Requirements >>
Rewrite the rows below with "distant house" changed to "far-off house" everywhere and everything else left as is. Leave the pictures out of your answer.

Exercise material >>
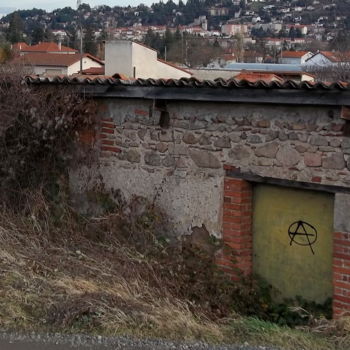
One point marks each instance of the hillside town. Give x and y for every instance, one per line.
x=176, y=176
x=245, y=31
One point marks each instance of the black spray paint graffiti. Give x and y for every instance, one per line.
x=302, y=233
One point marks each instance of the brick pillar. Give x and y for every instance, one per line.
x=341, y=274
x=237, y=228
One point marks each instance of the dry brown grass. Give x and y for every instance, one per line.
x=56, y=275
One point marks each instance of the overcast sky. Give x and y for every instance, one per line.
x=53, y=4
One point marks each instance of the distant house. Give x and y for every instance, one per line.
x=219, y=11
x=276, y=76
x=136, y=60
x=232, y=29
x=254, y=77
x=294, y=57
x=44, y=47
x=58, y=64
x=328, y=58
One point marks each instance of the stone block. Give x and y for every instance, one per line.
x=288, y=156
x=205, y=159
x=263, y=124
x=142, y=133
x=268, y=151
x=204, y=140
x=161, y=147
x=334, y=161
x=313, y=159
x=168, y=161
x=152, y=159
x=293, y=136
x=133, y=156
x=318, y=140
x=271, y=135
x=301, y=148
x=336, y=142
x=166, y=136
x=282, y=136
x=254, y=139
x=240, y=152
x=223, y=142
x=235, y=137
x=189, y=138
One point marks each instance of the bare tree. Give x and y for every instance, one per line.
x=39, y=126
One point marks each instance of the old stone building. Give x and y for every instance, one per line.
x=264, y=166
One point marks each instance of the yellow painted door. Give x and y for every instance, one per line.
x=292, y=231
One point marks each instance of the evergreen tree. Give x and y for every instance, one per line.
x=38, y=35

Exercise result >>
One point marks each instance of the hillside town. Give x and y for every instance, one per line.
x=176, y=176
x=245, y=31
One point marks each instance of the black spray paint graffiti. Give x and y for every instance, one per line.
x=302, y=233
One point marks each instance of the brick pillar. Give x and y for every instance, one per line.
x=341, y=274
x=237, y=228
One point marks each instance of the dry brown grass. Give x and y for every instance, one per line.
x=56, y=275
One point marks each instance of the overcast sky. Give x and y for every instance, one per line.
x=53, y=4
One point marks each instance of the far-off house. Give x and y for every instance, one per line.
x=219, y=11
x=276, y=76
x=136, y=60
x=232, y=29
x=254, y=77
x=294, y=57
x=44, y=47
x=58, y=64
x=328, y=58
One point marks each instance of the stone block. Give x and y for every instance, one per line.
x=288, y=156
x=205, y=159
x=263, y=124
x=142, y=133
x=268, y=151
x=204, y=140
x=161, y=147
x=334, y=161
x=313, y=159
x=168, y=161
x=152, y=159
x=293, y=136
x=133, y=156
x=318, y=140
x=271, y=135
x=301, y=148
x=336, y=142
x=166, y=136
x=282, y=136
x=254, y=139
x=240, y=152
x=223, y=142
x=235, y=137
x=189, y=138
One point marks each instance of the bare tree. Give x and y for every instance, one per line.
x=39, y=126
One point marks each instance of the old stone building. Give x and y for every instance, one per line.
x=264, y=166
One point marks each instance of the yellow painted door. Give x and y for every instance, one per line.
x=292, y=231
One point marks each instance of the evergreen tree. Give x and y for every instance, one per line.
x=38, y=35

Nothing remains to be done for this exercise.